**TO BE DONE**.
Pull out every line in the entries below that contains the string "water", matching case exactly, and copy each one in full.
────────────────────
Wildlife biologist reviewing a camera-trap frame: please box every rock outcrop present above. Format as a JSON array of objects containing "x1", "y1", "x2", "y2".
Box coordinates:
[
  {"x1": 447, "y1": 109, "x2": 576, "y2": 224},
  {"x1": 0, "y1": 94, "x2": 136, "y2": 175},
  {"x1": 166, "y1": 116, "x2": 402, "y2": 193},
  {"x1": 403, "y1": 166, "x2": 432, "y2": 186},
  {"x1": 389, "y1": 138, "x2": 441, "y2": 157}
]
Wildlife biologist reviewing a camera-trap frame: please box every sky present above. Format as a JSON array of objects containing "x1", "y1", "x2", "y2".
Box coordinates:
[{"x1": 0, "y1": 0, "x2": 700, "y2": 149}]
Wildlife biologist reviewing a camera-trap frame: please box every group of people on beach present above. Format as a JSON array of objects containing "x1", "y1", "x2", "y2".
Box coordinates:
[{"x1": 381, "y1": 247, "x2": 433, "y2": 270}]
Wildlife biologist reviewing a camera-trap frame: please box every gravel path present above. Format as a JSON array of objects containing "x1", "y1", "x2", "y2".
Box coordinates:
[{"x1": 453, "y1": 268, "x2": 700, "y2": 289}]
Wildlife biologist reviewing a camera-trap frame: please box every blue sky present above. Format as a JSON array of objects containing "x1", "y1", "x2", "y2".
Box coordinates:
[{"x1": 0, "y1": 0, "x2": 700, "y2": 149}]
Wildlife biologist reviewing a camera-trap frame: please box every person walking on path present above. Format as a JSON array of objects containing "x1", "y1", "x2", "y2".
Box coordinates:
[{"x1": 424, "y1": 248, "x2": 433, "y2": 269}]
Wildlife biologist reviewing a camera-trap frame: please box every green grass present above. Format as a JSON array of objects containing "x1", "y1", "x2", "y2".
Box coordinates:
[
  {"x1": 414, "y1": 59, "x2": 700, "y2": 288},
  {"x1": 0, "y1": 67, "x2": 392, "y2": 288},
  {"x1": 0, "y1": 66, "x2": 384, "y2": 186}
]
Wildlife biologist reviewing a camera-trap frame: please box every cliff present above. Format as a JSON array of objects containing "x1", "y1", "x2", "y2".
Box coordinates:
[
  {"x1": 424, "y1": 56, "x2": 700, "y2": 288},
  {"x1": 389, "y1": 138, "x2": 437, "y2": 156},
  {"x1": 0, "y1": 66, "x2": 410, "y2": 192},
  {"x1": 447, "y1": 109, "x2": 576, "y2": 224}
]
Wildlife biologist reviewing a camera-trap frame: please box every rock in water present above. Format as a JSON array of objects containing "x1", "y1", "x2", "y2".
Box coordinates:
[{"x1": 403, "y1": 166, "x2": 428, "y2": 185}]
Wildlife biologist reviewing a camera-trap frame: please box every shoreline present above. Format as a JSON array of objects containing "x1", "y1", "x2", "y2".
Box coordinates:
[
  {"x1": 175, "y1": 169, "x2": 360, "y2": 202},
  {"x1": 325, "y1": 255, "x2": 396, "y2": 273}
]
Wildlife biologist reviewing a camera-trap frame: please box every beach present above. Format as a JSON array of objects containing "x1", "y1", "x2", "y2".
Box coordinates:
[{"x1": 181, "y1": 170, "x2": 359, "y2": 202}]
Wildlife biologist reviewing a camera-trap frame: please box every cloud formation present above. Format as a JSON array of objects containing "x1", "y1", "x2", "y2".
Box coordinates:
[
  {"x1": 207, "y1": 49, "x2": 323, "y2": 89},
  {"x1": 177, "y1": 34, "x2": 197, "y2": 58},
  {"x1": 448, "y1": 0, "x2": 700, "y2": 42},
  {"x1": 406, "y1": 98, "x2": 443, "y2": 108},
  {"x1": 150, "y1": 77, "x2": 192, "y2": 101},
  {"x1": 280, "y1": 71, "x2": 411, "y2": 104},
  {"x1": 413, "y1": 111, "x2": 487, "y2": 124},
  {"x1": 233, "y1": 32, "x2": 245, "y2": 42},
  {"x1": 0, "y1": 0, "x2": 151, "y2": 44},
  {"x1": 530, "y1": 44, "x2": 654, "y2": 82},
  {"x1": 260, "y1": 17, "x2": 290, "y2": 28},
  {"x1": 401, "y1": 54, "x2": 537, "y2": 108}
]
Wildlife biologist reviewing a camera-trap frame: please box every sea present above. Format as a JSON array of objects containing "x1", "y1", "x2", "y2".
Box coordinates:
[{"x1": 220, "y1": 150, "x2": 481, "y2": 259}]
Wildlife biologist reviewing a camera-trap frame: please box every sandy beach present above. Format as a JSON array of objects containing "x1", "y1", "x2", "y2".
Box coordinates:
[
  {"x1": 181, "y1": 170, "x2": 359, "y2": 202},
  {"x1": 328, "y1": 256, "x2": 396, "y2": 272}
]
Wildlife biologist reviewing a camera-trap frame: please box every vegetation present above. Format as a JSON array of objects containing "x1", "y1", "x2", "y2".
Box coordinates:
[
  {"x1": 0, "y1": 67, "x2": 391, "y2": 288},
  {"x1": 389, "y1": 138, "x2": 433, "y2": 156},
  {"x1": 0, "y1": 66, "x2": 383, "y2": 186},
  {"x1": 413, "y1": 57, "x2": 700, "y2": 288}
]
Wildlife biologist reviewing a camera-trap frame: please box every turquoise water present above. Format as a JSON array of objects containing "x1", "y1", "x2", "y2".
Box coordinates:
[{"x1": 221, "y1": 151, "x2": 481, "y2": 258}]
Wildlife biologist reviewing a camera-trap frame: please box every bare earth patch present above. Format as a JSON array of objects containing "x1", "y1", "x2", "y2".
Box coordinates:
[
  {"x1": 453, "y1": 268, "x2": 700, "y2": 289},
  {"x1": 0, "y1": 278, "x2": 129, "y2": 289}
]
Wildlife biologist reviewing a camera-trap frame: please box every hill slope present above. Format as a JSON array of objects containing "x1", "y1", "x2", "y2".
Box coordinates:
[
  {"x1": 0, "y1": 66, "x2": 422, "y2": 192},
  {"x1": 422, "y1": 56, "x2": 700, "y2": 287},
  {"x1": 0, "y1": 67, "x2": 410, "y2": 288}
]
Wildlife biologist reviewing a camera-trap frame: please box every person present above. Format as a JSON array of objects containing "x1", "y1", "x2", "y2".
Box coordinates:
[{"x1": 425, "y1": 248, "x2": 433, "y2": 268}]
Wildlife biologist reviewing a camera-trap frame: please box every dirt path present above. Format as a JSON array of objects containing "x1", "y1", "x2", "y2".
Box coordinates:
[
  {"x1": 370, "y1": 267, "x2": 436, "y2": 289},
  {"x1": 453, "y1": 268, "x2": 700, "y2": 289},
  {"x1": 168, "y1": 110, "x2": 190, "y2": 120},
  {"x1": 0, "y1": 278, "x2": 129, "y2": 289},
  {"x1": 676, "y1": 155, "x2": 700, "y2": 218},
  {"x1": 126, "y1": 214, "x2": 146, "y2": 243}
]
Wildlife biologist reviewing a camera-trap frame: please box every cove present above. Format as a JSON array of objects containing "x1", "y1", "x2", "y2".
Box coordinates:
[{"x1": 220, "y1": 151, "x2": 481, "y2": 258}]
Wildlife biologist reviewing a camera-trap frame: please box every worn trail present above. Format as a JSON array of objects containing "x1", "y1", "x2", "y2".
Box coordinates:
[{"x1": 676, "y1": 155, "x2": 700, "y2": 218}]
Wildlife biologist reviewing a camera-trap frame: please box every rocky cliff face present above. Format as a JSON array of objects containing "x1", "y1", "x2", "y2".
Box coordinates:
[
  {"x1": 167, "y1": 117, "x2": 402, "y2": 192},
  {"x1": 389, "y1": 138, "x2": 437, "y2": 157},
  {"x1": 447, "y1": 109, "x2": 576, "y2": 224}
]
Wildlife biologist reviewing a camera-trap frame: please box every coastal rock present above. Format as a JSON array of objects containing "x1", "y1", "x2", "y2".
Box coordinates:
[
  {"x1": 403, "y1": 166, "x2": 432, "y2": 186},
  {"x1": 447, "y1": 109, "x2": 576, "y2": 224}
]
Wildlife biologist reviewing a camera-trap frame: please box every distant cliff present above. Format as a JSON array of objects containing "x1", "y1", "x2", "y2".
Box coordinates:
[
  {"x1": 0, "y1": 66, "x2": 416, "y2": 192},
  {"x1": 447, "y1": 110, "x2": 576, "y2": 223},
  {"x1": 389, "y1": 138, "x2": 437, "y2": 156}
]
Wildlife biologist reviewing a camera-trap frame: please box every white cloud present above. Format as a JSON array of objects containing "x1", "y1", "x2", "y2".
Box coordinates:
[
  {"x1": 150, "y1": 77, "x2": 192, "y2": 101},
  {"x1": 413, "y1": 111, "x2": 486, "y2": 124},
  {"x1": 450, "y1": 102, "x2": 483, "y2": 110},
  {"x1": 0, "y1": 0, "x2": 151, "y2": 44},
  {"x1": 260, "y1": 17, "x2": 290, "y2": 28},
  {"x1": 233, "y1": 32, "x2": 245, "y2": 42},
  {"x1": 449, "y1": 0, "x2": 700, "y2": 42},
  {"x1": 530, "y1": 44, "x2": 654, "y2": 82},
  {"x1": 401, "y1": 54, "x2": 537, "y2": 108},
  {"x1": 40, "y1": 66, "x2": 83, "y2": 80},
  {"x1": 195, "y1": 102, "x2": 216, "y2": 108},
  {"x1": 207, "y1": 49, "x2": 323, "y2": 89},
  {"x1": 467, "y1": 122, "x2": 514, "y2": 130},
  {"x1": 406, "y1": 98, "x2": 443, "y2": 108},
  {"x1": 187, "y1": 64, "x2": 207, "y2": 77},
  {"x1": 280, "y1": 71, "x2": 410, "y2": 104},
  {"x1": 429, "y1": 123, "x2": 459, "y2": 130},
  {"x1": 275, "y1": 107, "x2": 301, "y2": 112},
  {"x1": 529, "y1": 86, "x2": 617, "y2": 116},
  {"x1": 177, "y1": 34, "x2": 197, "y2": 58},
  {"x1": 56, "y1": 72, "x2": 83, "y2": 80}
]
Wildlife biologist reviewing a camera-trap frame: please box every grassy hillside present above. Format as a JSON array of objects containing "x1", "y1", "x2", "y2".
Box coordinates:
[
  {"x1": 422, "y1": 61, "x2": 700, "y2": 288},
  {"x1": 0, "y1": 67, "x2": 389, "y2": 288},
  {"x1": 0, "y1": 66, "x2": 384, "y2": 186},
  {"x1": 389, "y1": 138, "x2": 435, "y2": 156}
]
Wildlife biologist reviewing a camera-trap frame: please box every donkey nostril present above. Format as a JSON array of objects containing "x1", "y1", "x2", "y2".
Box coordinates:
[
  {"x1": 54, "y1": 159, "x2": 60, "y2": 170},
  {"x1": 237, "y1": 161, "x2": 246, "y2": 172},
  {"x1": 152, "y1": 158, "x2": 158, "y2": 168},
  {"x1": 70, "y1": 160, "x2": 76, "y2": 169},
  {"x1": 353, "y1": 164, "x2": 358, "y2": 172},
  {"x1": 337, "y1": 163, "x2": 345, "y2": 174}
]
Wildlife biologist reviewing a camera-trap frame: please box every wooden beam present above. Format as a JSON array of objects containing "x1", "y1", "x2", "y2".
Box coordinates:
────────────────────
**WRITTEN RESPONSE**.
Wildlife biologist reviewing a camera-trap frame: please box every rock in water present above. Format as a JSON array of objects containing "x1", "y1", "x2", "y2".
Wildlife biologist reviewing a camera-trap frame: please box every turquoise water present above. Format as a JSON array of objects containing "x1", "y1", "x2", "y2".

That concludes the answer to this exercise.